> [Exercise description]:
Copy out, unchanged, the rows from the line containing "the dark trousers?" through the line containing "164], [124, 164]]", both included, and nothing else.

> [Records for this task]:
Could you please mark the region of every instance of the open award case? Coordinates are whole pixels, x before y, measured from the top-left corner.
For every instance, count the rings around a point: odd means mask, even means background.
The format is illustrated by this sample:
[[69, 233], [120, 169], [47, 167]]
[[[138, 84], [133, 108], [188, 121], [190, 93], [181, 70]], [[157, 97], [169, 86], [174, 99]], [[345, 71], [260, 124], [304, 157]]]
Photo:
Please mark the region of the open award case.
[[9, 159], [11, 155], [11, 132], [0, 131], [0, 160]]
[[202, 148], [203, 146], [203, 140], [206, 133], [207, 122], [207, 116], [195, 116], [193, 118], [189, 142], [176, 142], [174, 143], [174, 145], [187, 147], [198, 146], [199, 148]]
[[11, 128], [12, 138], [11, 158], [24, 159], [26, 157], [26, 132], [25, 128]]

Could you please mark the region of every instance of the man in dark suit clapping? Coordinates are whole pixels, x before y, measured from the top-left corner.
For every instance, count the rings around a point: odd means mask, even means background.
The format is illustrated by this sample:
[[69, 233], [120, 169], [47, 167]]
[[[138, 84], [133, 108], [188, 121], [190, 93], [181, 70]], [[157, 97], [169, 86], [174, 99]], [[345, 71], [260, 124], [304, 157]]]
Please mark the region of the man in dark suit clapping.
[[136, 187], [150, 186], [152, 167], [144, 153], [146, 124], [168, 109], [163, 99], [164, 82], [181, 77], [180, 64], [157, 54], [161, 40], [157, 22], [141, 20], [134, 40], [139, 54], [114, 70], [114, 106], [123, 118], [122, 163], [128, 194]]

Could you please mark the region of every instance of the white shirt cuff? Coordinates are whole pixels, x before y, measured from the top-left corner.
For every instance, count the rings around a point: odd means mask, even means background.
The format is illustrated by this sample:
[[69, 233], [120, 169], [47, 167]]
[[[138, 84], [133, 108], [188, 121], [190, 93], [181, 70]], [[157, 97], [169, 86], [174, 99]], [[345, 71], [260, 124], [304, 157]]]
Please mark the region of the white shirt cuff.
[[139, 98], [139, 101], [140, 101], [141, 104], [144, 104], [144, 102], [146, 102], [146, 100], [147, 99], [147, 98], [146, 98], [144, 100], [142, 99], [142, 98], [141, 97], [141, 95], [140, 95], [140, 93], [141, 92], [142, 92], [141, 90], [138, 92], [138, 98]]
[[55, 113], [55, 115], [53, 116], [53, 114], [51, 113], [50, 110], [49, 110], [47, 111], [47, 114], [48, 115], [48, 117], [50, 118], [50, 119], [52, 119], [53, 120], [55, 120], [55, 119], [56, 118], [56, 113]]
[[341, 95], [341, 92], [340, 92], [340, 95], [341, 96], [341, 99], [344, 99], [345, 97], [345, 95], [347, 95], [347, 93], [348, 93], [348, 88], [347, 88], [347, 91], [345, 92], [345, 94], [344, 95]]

==

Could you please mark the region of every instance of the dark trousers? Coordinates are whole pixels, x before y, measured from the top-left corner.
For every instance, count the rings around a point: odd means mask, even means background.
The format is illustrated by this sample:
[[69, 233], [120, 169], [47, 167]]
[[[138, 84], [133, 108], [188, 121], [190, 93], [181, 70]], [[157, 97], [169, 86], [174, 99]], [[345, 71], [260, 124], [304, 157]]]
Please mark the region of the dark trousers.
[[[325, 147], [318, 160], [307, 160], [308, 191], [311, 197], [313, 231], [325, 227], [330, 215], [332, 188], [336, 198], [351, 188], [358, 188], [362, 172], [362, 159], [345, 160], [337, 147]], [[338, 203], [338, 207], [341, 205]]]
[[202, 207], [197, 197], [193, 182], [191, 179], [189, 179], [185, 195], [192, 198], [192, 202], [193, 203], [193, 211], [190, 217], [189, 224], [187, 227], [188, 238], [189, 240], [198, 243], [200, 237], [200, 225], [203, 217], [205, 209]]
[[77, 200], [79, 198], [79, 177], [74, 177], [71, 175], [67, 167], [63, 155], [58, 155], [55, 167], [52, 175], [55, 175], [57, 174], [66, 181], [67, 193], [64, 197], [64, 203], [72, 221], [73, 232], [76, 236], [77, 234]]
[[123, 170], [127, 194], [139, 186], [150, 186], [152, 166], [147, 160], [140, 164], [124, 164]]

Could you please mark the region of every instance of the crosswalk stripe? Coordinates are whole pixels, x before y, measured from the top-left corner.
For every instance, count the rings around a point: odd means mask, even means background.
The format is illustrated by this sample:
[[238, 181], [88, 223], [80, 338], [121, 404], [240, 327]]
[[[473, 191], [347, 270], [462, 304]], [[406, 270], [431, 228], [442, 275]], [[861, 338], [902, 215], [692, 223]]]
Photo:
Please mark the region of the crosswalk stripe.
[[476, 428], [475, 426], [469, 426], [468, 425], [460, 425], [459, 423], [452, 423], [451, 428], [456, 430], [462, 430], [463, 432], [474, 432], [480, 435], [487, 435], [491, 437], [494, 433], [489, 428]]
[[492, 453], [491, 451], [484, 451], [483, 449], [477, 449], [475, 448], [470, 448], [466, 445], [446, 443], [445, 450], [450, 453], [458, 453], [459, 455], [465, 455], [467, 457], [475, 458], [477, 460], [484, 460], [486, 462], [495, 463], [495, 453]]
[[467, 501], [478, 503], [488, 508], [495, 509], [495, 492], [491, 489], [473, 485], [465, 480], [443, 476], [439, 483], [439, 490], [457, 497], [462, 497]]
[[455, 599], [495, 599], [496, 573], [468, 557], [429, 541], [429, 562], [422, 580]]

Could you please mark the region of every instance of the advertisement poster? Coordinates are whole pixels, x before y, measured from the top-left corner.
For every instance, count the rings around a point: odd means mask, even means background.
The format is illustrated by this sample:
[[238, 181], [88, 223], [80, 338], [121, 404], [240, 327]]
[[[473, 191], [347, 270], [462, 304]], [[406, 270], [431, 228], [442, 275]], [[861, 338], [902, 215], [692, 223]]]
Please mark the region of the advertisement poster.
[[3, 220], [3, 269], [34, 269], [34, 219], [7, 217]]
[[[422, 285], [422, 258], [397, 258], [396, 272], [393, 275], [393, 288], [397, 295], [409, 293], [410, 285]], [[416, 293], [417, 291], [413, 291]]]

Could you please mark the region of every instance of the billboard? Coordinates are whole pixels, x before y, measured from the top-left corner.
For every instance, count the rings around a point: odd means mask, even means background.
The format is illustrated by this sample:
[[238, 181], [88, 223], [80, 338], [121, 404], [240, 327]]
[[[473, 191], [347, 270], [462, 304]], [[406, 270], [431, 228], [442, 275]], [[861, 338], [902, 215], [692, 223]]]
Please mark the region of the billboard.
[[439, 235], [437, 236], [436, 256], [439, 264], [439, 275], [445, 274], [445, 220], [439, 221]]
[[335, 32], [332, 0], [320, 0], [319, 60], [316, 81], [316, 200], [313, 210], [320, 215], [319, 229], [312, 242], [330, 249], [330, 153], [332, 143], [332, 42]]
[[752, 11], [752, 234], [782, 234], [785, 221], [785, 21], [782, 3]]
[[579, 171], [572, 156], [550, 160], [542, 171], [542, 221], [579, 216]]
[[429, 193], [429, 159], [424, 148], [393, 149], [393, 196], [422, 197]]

> [Reply]:
Could you please mark the region of every instance of the dark trousers? Coordinates are whole pixels, x before y, measured from the top-left corner.
For every instance, count the rings around a point: odd means mask, even means background.
The format is illustrated by this sample:
[[69, 233], [120, 169], [47, 167]]
[[[138, 84], [133, 108], [188, 121], [190, 93], [181, 70]], [[157, 97], [169, 86], [174, 99]], [[345, 71], [260, 124], [304, 157]]]
Please mark the region of the dark trousers.
[[[325, 147], [318, 160], [307, 160], [308, 191], [311, 197], [313, 231], [325, 227], [330, 215], [332, 188], [336, 198], [351, 188], [358, 188], [362, 172], [362, 159], [345, 160], [337, 147]], [[338, 203], [338, 207], [341, 205]]]
[[202, 207], [197, 197], [193, 182], [191, 179], [189, 179], [185, 195], [192, 198], [192, 202], [193, 203], [193, 211], [190, 217], [189, 224], [187, 227], [188, 238], [189, 240], [198, 243], [200, 237], [200, 225], [203, 217], [205, 209]]
[[77, 200], [79, 198], [79, 177], [74, 177], [71, 175], [67, 167], [63, 155], [58, 155], [55, 167], [52, 175], [55, 175], [57, 174], [66, 181], [67, 193], [64, 197], [64, 203], [72, 221], [73, 232], [76, 236], [77, 234]]
[[123, 170], [127, 194], [139, 186], [150, 186], [152, 166], [147, 160], [140, 164], [124, 164]]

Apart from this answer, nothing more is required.